Stated problem> Count the lines in the records below that contain the string "post", treating uppercase and lowercase as different, and reply with only that number.
=== Record list ===
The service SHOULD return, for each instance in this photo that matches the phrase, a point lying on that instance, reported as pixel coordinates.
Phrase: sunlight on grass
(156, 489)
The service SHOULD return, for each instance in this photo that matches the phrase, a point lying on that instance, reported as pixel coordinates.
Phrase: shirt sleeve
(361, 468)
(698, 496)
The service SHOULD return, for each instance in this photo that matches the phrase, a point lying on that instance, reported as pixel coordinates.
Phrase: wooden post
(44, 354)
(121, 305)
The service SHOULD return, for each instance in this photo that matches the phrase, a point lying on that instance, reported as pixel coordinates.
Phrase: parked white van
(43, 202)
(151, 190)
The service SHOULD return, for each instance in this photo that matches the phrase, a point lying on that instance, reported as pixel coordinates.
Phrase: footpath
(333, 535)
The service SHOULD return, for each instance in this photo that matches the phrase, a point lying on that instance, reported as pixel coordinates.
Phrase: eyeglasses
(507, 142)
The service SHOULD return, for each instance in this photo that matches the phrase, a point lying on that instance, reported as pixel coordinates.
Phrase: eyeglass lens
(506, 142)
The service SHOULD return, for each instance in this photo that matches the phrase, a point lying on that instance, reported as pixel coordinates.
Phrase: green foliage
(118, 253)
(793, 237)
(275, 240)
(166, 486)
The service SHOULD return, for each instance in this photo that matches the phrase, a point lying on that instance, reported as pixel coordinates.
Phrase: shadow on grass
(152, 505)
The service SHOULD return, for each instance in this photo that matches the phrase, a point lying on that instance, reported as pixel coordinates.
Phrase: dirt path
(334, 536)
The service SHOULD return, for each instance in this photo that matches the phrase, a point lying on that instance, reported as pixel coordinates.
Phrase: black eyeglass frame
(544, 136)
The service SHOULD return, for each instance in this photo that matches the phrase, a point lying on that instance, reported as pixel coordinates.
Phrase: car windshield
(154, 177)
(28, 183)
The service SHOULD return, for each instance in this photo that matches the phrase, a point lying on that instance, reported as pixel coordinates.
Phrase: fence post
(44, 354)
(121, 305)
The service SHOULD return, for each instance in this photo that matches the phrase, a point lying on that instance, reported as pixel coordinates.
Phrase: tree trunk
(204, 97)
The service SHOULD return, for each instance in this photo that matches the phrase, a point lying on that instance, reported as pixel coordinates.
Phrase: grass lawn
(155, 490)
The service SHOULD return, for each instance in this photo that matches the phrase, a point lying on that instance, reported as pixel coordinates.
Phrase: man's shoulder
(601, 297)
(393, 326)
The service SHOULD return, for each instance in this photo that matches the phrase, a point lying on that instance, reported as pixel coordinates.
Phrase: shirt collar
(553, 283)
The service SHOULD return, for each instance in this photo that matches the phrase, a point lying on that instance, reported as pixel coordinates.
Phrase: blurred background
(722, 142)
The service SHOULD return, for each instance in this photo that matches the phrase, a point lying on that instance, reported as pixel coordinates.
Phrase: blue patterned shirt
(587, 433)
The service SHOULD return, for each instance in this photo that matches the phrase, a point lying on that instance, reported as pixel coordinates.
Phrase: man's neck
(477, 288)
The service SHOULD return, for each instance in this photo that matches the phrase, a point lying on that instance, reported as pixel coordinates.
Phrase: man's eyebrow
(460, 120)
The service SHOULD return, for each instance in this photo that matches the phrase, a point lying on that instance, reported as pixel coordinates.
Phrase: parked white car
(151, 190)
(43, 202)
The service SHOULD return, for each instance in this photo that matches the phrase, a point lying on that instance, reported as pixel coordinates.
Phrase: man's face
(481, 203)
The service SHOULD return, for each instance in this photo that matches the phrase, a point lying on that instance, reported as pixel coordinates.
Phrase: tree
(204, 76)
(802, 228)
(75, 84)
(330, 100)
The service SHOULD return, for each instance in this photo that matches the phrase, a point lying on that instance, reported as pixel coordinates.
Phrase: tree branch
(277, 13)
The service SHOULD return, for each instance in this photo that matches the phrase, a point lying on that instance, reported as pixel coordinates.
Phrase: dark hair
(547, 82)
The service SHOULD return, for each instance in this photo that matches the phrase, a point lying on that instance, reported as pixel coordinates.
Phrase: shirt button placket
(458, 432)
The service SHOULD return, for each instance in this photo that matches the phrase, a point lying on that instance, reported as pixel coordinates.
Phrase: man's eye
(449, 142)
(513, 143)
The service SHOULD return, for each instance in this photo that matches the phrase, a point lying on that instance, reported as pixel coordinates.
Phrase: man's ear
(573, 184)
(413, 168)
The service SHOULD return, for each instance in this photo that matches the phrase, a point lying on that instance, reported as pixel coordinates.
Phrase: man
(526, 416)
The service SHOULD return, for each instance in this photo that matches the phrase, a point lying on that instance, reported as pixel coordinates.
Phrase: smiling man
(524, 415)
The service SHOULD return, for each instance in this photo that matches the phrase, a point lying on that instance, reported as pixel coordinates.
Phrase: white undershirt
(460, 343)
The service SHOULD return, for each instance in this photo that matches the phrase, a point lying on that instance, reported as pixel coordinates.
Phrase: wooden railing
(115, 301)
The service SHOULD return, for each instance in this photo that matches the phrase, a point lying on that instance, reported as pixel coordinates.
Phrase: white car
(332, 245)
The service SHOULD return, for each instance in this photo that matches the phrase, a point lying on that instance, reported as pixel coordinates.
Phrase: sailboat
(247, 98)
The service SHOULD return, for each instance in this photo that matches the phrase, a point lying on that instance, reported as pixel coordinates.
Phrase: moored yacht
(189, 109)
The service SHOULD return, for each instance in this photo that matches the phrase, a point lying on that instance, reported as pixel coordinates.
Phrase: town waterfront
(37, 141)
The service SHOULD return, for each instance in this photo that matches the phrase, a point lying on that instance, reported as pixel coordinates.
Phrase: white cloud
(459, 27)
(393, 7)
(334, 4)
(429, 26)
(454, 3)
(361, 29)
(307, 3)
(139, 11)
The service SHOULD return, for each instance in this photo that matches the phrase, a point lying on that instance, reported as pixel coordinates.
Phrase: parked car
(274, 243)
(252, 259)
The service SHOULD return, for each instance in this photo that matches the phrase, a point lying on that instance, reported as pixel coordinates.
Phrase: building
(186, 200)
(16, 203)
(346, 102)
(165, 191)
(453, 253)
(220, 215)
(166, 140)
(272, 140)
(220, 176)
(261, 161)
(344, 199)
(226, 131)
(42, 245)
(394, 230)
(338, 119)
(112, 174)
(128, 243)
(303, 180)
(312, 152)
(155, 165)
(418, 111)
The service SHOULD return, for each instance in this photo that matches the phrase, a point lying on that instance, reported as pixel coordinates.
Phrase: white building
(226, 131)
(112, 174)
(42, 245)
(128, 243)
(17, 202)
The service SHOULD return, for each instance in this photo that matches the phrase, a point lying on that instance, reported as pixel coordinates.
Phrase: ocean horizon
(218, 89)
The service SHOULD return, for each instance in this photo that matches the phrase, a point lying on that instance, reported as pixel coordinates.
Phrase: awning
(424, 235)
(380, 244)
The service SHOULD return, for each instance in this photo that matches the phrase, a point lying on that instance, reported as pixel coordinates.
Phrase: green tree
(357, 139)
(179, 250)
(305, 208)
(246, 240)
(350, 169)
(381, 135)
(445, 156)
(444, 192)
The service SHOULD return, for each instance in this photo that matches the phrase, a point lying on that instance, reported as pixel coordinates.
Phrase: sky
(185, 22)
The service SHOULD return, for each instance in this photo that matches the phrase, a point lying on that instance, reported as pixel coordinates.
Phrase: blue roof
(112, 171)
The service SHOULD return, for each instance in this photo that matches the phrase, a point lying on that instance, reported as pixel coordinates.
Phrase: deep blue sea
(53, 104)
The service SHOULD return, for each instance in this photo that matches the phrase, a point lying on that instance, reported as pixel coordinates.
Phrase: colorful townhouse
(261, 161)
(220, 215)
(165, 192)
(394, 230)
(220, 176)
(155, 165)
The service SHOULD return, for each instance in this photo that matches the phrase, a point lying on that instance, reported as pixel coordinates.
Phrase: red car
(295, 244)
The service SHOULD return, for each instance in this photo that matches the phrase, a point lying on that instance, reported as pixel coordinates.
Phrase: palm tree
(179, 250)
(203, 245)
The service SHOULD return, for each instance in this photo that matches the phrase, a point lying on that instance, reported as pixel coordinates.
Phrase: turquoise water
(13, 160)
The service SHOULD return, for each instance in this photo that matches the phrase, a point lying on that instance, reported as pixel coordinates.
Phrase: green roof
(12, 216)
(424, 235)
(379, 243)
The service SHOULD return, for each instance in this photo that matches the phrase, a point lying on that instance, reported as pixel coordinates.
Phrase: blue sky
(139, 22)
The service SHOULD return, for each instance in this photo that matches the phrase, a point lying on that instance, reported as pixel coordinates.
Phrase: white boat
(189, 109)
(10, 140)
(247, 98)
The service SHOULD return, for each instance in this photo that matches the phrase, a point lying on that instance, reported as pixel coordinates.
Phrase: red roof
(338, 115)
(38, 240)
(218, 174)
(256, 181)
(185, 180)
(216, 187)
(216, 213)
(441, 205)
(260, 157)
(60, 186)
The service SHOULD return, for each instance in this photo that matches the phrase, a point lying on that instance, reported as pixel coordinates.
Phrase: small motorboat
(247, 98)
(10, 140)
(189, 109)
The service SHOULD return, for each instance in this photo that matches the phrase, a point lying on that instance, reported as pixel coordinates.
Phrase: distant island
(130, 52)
===
Exercise result> 2